Task item
Look below for the line containing "Target: river bank" and the line containing "mark: the innermost point of each instance of the navy"; repeat exactly those two lines and all lines between them, and nothing else.
BEGIN Material to process
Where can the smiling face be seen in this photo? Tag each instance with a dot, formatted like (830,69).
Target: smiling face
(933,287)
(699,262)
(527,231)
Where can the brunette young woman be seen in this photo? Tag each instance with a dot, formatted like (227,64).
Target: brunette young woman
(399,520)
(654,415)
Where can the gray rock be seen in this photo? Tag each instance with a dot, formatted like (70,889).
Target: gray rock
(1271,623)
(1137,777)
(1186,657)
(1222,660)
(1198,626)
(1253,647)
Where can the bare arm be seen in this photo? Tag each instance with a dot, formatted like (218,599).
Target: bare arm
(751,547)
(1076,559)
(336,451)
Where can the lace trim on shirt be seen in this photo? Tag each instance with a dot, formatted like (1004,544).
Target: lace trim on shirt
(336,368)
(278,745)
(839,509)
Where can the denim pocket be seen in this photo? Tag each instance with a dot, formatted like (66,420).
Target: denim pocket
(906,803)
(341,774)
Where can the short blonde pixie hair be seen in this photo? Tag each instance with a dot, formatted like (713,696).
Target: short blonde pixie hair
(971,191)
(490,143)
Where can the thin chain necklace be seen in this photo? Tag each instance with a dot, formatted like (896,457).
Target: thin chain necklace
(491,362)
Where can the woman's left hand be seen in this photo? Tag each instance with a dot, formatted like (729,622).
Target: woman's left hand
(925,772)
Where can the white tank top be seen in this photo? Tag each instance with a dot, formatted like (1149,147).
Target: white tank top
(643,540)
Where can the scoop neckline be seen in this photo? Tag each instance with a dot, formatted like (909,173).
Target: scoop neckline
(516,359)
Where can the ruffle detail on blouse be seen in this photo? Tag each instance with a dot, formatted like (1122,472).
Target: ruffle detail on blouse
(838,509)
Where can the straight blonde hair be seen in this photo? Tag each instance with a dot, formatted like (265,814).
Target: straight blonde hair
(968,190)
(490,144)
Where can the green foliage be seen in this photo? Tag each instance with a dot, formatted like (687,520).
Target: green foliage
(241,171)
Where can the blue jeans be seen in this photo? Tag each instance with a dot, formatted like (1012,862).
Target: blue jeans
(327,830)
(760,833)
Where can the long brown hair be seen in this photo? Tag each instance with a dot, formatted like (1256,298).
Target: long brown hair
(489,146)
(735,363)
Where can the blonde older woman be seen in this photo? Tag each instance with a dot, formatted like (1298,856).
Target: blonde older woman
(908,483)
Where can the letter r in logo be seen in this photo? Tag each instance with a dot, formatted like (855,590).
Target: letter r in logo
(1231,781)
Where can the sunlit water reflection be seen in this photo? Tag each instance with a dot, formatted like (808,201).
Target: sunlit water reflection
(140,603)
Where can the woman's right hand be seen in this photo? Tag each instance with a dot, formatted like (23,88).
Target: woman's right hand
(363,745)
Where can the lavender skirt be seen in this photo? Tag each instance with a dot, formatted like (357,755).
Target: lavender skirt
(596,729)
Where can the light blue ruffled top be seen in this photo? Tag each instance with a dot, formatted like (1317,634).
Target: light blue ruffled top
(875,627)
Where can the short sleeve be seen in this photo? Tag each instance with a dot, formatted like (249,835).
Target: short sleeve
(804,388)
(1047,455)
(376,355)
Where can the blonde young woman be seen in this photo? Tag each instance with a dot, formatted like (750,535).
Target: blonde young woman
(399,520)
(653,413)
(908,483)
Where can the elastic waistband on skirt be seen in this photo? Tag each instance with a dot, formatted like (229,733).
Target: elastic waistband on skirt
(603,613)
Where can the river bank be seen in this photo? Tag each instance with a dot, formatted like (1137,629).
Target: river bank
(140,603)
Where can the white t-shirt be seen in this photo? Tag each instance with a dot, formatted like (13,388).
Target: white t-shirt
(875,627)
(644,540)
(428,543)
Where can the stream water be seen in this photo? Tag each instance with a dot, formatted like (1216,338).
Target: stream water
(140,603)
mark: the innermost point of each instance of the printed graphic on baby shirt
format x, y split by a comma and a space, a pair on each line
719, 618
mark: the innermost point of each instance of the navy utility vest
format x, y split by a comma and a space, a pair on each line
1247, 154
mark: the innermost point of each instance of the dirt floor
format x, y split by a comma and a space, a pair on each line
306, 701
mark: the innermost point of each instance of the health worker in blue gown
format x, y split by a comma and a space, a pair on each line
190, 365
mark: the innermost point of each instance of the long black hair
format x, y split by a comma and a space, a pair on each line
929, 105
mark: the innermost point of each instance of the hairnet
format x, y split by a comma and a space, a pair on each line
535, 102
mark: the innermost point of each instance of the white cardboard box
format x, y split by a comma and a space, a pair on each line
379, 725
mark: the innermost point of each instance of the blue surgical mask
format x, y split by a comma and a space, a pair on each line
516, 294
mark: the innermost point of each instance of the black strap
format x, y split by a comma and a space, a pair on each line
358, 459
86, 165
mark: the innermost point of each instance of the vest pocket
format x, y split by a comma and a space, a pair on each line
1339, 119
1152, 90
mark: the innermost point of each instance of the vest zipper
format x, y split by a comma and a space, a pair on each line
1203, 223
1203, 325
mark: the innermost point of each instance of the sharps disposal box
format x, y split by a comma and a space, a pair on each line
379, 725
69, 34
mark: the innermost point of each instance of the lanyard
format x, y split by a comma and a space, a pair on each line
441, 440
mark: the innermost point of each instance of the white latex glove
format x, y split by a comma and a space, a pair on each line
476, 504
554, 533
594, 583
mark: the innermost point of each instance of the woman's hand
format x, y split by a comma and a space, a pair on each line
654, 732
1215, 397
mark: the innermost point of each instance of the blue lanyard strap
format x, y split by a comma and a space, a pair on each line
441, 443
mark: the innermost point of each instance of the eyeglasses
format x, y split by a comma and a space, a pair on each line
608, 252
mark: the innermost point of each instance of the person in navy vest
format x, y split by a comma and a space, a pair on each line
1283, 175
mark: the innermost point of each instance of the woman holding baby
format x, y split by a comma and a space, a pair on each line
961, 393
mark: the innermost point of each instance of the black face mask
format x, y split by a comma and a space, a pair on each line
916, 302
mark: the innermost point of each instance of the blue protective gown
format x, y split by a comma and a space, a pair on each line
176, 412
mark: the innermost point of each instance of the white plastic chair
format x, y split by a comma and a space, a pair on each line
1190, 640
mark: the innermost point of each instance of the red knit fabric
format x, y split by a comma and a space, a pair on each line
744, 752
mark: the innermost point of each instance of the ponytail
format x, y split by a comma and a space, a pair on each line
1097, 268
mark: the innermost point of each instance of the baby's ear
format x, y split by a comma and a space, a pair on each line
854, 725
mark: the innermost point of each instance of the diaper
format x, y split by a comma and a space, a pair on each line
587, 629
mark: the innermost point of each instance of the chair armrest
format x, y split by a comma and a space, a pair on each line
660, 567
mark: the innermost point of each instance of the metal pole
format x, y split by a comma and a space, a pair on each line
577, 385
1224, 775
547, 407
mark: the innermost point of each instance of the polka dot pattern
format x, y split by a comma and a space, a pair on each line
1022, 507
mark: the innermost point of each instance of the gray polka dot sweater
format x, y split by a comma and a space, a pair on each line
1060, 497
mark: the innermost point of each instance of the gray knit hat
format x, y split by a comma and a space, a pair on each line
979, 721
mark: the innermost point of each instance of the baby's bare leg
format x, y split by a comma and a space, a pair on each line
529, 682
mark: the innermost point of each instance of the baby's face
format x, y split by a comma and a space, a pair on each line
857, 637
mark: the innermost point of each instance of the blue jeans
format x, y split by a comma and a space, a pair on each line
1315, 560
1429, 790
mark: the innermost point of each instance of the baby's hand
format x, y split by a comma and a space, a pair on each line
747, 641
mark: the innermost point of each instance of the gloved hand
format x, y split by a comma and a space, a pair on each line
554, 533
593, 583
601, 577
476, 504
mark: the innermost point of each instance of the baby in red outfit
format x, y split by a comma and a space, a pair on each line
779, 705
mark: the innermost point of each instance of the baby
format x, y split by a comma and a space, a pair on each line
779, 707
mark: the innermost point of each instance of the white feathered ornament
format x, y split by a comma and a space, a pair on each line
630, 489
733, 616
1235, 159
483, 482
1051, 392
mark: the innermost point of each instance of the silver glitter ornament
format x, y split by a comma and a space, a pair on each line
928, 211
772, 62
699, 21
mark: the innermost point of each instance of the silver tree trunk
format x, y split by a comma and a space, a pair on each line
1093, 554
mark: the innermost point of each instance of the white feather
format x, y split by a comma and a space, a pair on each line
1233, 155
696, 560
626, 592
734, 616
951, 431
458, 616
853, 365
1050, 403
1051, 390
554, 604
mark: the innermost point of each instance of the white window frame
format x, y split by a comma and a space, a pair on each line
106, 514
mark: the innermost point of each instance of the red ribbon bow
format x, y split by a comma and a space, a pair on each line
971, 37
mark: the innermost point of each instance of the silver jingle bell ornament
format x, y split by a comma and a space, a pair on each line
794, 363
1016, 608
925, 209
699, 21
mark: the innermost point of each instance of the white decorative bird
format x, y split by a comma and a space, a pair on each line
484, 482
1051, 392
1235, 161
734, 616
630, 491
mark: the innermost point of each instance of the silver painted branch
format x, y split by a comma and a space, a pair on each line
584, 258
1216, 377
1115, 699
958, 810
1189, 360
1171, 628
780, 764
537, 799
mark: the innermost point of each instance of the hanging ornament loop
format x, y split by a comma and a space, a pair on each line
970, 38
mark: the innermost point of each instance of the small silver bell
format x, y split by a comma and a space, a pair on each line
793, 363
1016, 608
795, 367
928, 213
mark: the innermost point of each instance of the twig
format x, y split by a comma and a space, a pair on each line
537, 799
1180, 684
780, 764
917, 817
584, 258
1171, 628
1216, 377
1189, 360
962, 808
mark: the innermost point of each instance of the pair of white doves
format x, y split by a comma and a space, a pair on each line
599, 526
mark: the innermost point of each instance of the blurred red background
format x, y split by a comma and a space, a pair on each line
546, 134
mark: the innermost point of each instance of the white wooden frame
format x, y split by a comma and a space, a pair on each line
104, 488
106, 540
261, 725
END Material to process
Written reply
Target: river bank
(140,603)
Where can the white t-shirt be seen in this photo? Tag each instance with a dot, formatted like (13,388).
Target: white t-shirt
(875,627)
(644,540)
(428,543)
Where can the stream water be seen in this photo? Tag each instance with a dot, formatted like (1216,338).
Target: stream water
(140,603)
mark: the innermost point of each instance of the printed graphic on baby shirt
format x, y split by a comma and a space, a pair on each line
719, 618
mark: the innermost point of each instance of the navy utility vest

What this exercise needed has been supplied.